::: FRAGMENTO DE LECTURA
Hay algunas funciones que no encajan en el estándar DOM y no deberían de usarse más. Esta funciones están listadas en la siguiente tabla. La función DomNode_append_child() ha cambiado su comportamiento. Ahora añade un hijo en vez de un hermano. Si esto arruina su aplicación, use la función no éstandar DomNode_append_sibling().
| Función antigua | Función nueva |
|---|---|
| xmldoc | domxml_open_mem() |
| xmldocfile | domxml_open_file() |
| domxml_new_xmldoc | domxml_new_doc() |
| domxml_dump_mem | DomDocument_dump_mem() |
| domxml_dump_mem_file | DomDocument_dump_file() |
| DomDocument_dump_mem_file | DomDocument_dump_file() |
| DomDocument_add_root | DomDocument_create_element() seguida de DomNode_append_child() |
| DomDocument_dtd | DomDocument_doctype() |
| DomDocument_root | DomDocument_document_element() |
| DomDocument_children | DomNode_child_nodes() |
| DomDocument_imported_node | Sin reemplazo. |
| DomNode_add_child | Crea un nuevo nodo con, p.ej., DomDocument_create_element() y lo añade con DomNode_append_child(). |
| DomNode_children | DomNode_child_nodes() |
| DomNode_parent | DomNode_parent_node() |
| DomNode_new_child | Crea un nuevo nodo con, p.ej., DomDocument_create_element() y lo añade con DomNode_append_child(). |
| DomNode_set_content | Crea un nuevo nodo con, p.ej., DomDocument_create_text_node() y lo añade con DomNode_append_child(). |
| DomNode_get_content | El contenido es sólo un nodo de texto y se puede acceder con DomNode_child_nodes(). |
| DomNode_set_content | El contenido es sólo un nodo de texto y se puede acceder con DomNode_append_child(). |
Clases
La API del módulo sigue el estándar DOM Nivel 2 standard tan estrechamente como es posible. Por lo tanto, la API está completamente orientada a objetos. Es una buena idea tener el estándar DOM disponibles cuando se use este módulo. Aunque la API está orientada a objetos, hay muchas funciones que pueden ser llamadas de una forma no orientada a objetos pasando el objeto que va a operar como primer argumento. Estas funciones están principalmente para mantener la compatibilidad con versiones antiguas de la extensión, y no deberían usarse cuando se creen nuevos scripts.
::::::
-- PROBLEMA BREVE A --
Vuelve a escribir tal cual las líneas de los registros comprendidas entre la que contiene "target | muddy tidal flat" y el final de los registros, ambas incluidas.
El fragmento y los registros son materiales independientes entre sí.
::: DATOS PROPORCIONADOS
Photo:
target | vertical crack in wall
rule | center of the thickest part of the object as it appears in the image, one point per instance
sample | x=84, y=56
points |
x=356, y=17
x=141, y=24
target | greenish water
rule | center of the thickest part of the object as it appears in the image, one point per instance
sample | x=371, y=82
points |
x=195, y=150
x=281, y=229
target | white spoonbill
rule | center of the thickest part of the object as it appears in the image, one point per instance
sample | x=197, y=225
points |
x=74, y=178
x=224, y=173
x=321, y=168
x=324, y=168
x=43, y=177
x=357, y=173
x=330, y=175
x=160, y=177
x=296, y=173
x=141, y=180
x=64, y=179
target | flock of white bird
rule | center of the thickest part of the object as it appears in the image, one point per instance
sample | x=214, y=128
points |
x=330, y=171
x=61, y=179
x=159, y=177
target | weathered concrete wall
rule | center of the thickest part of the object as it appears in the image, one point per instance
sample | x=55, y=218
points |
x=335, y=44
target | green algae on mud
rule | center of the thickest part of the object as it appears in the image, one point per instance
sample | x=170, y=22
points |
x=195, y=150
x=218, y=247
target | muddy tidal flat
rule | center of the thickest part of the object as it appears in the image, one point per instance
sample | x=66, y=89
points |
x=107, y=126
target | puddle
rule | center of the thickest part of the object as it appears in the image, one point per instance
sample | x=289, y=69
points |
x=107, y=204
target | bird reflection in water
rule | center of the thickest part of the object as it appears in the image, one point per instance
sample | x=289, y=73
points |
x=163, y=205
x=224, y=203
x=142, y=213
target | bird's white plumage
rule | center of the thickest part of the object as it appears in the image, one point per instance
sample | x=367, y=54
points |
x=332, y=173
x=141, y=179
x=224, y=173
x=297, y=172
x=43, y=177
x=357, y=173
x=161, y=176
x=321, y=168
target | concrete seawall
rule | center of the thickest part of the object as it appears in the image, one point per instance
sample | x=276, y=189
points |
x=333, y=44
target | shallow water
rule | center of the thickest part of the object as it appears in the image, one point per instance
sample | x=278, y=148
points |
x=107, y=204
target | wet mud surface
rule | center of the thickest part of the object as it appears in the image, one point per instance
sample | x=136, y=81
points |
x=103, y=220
::::::
-- PROBLEMA BREVE B --
Repite literalmente el pasaje del fragmento entre "Hay algunas funciones" y "no éstandar DomNode_append_sibling().", ambos incluidos.

-- RESPUESTA COMPLETA A --
target | muddy tidal flat
rule | center of the thickest part of the object as it appears in the image, one point per instance
sample | x=66, y=89
points |
x=107, y=126
target | puddle
rule | center of the thickest part of the object as it appears in the image, one point per instance
sample | x=289, y=69
points |
x=107, y=204
target | bird reflection in water
rule | center of the thickest part of the object as it appears in the image, one point per instance
sample | x=289, y=73
points |
x=163, y=205
x=224, y=203
x=142, y=213
target | bird's white plumage
rule | center of the thickest part of the object as it appears in the image, one point per instance
sample | x=367, y=54
points |
x=332, y=173
x=141, y=179
x=224, y=173
x=297, y=172
x=43, y=177
x=357, y=173
x=161, y=176
x=321, y=168
target | concrete seawall
rule | center of the thickest part of the object as it appears in the image, one point per instance
sample | x=276, y=189
points |
x=333, y=44
target | shallow water
rule | center of the thickest part of the object as it appears in the image, one point per instance
sample | x=278, y=148
points |
x=107, y=204
target | wet mud surface
rule | center of the thickest part of the object as it appears in the image, one point per instance
sample | x=136, y=81
points |
x=103, y=220

-- RESPUESTA COMPLETA B --
Hay algunas funciones que no encajan en el estándar DOM y no deberían de usarse más. Esta funciones están listadas en la siguiente tabla. La función DomNode_append_child() ha cambiado su comportamiento. Ahora añade un hijo en vez de un hermano. Si esto arruina su aplicación, use la función no éstandar DomNode_append_sibling().